[Stored items from a collection]
<<<<

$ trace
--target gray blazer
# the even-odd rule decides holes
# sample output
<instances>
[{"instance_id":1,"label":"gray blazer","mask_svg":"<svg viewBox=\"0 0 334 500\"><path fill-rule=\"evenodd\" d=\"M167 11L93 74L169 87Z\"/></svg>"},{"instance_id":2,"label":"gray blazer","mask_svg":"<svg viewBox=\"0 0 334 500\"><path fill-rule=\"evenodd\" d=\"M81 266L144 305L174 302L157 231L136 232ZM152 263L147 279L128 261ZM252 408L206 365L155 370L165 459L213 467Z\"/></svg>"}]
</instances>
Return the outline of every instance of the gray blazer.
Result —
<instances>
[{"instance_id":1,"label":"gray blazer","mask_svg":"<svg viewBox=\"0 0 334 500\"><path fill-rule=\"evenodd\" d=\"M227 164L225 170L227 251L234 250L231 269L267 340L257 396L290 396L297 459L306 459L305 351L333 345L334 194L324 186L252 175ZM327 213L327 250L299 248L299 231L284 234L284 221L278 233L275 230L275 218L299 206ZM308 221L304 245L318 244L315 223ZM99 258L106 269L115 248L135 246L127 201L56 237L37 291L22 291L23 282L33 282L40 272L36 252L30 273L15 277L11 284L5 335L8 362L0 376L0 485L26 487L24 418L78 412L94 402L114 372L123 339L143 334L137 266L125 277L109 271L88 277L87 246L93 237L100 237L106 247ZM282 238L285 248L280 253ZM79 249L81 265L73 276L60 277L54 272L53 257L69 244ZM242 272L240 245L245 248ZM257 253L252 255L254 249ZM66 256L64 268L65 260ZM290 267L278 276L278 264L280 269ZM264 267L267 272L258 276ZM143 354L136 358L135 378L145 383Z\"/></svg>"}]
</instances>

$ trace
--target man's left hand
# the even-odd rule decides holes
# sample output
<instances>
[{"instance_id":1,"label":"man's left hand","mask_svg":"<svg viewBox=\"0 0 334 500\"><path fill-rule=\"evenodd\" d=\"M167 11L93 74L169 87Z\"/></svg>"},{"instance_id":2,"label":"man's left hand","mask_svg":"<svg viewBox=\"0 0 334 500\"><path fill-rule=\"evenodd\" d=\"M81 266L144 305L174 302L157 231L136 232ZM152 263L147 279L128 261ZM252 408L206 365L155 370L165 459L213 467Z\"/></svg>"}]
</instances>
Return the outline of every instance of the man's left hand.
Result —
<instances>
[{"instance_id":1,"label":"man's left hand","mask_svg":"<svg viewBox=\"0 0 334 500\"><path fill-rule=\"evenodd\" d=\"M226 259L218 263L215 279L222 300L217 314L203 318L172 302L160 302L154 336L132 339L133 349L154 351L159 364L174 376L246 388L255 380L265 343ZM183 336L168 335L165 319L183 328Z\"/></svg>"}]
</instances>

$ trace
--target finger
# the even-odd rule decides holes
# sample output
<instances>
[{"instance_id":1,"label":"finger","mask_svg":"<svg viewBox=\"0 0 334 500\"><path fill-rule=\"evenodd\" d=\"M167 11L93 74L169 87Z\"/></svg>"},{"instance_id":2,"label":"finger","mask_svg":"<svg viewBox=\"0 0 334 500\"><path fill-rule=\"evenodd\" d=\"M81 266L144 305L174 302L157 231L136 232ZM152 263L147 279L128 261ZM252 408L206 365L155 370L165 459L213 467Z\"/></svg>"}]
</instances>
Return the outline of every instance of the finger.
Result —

>>>>
<<<<

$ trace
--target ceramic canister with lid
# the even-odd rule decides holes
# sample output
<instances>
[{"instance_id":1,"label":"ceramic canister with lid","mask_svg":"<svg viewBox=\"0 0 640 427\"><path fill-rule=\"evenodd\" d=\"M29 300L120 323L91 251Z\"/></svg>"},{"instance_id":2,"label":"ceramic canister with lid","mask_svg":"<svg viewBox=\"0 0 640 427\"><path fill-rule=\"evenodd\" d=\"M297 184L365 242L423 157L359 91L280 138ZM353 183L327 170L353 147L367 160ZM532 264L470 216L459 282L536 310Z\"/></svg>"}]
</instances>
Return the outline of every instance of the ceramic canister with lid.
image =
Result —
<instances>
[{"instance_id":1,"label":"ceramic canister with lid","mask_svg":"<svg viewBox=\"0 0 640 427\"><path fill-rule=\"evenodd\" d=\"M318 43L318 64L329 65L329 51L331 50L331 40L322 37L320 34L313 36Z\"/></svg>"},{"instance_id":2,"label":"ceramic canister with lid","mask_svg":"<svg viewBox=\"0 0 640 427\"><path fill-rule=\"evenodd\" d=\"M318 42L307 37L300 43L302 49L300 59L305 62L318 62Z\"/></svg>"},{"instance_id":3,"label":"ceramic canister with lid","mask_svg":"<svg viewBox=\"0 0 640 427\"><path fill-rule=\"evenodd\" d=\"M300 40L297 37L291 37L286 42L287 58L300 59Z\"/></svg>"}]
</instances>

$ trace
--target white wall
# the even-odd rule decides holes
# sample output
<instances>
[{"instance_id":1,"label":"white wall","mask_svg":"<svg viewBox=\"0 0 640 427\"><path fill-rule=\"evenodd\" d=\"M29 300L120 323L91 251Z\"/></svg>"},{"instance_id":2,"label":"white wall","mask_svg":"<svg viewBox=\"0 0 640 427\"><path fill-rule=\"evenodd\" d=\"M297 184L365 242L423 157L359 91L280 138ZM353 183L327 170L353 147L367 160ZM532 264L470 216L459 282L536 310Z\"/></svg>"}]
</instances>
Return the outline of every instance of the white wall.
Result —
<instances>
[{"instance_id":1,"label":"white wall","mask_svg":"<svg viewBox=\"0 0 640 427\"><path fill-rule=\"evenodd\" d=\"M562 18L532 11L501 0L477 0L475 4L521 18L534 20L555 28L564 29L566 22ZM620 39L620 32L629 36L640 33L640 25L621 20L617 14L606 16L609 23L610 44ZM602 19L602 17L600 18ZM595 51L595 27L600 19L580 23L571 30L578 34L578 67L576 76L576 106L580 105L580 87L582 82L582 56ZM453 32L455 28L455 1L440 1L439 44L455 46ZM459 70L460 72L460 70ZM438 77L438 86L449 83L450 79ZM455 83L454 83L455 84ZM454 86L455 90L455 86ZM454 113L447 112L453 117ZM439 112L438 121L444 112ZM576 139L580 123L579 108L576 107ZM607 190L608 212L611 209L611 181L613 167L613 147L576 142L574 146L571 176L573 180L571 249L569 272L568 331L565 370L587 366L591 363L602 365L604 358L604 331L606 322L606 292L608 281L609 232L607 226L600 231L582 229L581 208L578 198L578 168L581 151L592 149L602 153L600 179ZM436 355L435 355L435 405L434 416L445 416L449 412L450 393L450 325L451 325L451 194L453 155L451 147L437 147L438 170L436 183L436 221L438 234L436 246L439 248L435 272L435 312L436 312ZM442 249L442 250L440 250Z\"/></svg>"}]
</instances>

>>>>

## Directions
Scan the records above for the lines holding "--target white wall" and "Return the outline of every instance of the white". Transcribe those two and every line between them word for word, and no others.

## Solution to the problem
--target white wall
# the even-odd rule decides holes
# sample output
<instances>
[{"instance_id":1,"label":"white wall","mask_svg":"<svg viewBox=\"0 0 640 427\"><path fill-rule=\"evenodd\" d=\"M29 300L120 323L91 251Z\"/></svg>"},{"instance_id":2,"label":"white wall","mask_svg":"<svg viewBox=\"0 0 640 427\"><path fill-rule=\"evenodd\" d=\"M297 184L365 242L423 157L359 91L280 138ZM353 183L327 170L353 147L367 160ZM532 264L470 216L459 282L536 310Z\"/></svg>"}]
</instances>
Return the outline of every instance of the white wall.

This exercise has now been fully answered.